> _Task prompt_
Recast everything from the line containing "Mark every instance of the blue" down to the final line of the entries below as a Markdown table with two columns, Row and Line, leaving out any blank lines.

-- begin Supplied material --

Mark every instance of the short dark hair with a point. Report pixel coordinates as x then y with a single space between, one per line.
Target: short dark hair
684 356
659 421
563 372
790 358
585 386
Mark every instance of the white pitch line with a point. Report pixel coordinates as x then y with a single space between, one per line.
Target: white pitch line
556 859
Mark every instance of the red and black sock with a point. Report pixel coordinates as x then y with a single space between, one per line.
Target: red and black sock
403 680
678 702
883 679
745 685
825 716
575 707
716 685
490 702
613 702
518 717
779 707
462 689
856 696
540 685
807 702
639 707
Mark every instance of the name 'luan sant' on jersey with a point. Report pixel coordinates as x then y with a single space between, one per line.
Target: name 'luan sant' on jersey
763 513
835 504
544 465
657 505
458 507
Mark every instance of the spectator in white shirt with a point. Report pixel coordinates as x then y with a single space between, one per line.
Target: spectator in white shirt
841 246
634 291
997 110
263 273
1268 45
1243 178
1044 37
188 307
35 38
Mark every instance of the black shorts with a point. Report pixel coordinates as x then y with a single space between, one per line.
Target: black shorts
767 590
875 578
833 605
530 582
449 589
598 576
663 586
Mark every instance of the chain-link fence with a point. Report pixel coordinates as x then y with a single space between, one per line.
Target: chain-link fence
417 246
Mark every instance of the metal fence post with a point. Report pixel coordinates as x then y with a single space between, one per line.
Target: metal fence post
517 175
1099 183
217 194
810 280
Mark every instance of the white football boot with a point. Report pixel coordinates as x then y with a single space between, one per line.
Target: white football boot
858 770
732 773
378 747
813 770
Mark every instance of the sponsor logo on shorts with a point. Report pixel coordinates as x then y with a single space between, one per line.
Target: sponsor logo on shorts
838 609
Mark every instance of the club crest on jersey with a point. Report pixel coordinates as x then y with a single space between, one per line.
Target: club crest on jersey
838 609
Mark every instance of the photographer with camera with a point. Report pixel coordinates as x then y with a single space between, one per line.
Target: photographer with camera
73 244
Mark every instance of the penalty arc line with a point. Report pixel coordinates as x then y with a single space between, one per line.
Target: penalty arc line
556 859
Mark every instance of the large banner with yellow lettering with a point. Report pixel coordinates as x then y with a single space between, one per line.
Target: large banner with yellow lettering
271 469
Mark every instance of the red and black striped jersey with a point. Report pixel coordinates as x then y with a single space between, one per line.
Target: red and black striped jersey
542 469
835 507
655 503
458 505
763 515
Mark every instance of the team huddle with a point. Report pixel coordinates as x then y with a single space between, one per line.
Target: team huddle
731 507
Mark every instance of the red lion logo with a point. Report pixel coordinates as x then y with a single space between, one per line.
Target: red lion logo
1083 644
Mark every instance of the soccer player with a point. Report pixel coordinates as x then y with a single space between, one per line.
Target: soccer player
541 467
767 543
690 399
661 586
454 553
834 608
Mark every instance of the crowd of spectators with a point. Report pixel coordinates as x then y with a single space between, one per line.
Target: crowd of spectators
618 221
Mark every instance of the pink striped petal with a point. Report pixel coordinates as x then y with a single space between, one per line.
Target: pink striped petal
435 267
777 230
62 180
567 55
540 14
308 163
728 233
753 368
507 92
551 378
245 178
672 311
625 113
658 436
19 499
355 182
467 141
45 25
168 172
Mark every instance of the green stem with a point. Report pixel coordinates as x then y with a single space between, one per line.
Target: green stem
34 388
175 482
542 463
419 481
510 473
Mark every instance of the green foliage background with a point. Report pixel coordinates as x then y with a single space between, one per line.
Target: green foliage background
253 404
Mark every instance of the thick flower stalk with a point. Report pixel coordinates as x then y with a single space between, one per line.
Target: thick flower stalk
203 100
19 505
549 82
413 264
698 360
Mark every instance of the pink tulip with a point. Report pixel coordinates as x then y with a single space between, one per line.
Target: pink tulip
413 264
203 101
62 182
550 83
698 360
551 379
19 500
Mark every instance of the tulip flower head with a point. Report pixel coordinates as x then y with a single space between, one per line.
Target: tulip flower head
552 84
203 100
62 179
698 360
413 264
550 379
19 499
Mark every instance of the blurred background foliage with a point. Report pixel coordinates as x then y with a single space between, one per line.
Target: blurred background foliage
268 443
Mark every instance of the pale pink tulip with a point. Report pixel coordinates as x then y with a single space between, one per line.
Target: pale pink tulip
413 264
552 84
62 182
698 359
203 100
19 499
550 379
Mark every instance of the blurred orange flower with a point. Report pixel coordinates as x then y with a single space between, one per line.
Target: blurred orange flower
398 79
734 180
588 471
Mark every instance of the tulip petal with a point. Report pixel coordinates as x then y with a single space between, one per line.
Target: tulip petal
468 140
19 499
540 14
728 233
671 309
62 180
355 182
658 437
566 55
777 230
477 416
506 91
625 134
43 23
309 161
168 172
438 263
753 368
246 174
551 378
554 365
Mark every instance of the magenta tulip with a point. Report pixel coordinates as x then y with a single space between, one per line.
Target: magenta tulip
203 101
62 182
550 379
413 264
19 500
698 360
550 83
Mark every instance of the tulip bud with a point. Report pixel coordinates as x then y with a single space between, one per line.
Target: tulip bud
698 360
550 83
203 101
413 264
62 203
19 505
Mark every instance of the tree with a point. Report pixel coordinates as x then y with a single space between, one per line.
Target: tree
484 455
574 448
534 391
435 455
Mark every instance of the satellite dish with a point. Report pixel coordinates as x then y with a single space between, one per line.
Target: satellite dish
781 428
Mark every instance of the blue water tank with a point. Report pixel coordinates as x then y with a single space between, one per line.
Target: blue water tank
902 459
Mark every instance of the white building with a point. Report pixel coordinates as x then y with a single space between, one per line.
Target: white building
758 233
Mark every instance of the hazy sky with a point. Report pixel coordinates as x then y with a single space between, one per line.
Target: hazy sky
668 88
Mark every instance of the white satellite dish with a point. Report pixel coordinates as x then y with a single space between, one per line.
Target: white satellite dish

-- end Supplied material --

> _Answer to this task_
| Row | Line |
|---|---|
| 1 | Mark every instance of the blue water tank with a point. Report pixel coordinates as x then y with a single space between, one per line. |
| 2 | Target: blue water tank |
| 3 | 902 459 |
| 4 | Mark every instance of the white building with a point. Report pixel coordinates as x then y with a single space between, one per line. |
| 5 | Target: white building |
| 6 | 758 233 |
| 7 | Mark every instance of the hazy sky with a point. Report pixel coordinates as x then y with a single space between, one per line. |
| 8 | Target: hazy sky |
| 9 | 668 88 |
| 10 | Mark every instance of the white satellite dish with a point. Report pixel coordinates as x then y with a single space between, one per line. |
| 11 | Target: white satellite dish |